Subject: "a SQL sever" vs "an SQL server"

Subject: Subject: "a SQL sever" vs "an SQL server"
From: Nandini G <nandini111 -at- yahoo -dot- com>
To: "TECHWR-L" <techwr-l -at- lists -dot- techwr-l -dot- com>
Date: Fri, 23 Sep 2005 01:40:38 -0700 (PDT)


Audience! Audience! Audience!

That's what decides whether you use an 'a' or an 'an'!


If you are writing for engineers who lovingly address
this beast as "my sequel", you got it, you use an 'a'.

However, you will grind your teeth and write "an SQL
server" if you are writing a proposal in response to
an RFP from a company that wants "an SQL server" and
offered you two million dollars for a secure system.

I think every acronym has the potential of becoming a
word. If it has vowels between consonents, the process
is faster. Some acronyms are even designed to be words
right at inception. WHO and UNESCO come to mind. You
are more likely to read a headline titled: "A SARS
Scare is Spreading Across South America Like a Wild
Fire" and not think twice about it. However, until its
newer pronunciation becomes accepted universally, SQL
will always make readers pause and digest the article
in front of it because of the two ways in which it is
pronounced. Can you imagine people wanting to make an
"Exerox" copy or buying an "ksylinks" component?

DATA ROWS:
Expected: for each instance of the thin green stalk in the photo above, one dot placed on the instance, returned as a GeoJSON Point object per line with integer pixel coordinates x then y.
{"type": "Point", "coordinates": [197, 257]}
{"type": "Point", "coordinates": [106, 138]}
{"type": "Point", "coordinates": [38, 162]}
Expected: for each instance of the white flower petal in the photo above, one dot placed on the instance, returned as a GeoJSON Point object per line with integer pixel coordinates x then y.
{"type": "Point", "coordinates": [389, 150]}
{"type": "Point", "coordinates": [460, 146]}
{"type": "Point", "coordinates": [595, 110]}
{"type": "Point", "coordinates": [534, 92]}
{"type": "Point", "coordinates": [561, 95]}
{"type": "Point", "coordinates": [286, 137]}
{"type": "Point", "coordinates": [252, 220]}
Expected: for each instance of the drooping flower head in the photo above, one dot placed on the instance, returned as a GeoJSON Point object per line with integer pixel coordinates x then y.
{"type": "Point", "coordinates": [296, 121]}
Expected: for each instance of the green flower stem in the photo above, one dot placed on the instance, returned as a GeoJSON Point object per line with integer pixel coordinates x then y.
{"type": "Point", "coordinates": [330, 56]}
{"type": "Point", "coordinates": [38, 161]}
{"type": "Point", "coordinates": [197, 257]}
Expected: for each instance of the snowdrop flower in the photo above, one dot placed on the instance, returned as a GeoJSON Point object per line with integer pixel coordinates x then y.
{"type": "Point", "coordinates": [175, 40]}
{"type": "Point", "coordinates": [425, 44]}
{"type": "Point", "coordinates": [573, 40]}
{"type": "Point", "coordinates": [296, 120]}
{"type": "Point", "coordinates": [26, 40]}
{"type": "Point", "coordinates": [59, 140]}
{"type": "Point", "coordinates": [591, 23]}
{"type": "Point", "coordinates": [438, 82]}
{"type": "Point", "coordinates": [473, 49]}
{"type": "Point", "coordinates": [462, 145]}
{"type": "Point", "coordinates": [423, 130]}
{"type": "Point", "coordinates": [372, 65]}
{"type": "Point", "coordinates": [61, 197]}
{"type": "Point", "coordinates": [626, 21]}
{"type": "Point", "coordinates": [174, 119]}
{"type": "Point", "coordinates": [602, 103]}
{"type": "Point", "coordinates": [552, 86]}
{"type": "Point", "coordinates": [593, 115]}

PROBLEMS TO SOLVE:
**A)** In the post about choosing "a" or "an" before SQL, which two acronyms are named as designed to be words from the start?
**B)** Please repeat verbatim the part of the post about choosing "a" or "an" before SQL that opens with the words containing "From: Nandini G" and closes with "use an 'a'.".

FULL ANSWERS:
**A)** WHO and UNESCO.

**B)**
From: Nandini G <nandini111 -at- yahoo -dot- com>
To: "TECHWR-L" <techwr-l -at- lists -dot- techwr-l -dot- com>
Date: Fri, 23 Sep 2005 01:40:38 -0700 (PDT)


Audience! Audience! Audience!

That's what decides whether you use an 'a' or an 'an'!


If you are writing for engineers who lovingly address
this beast as "my sequel", you got it, you use an 'a'.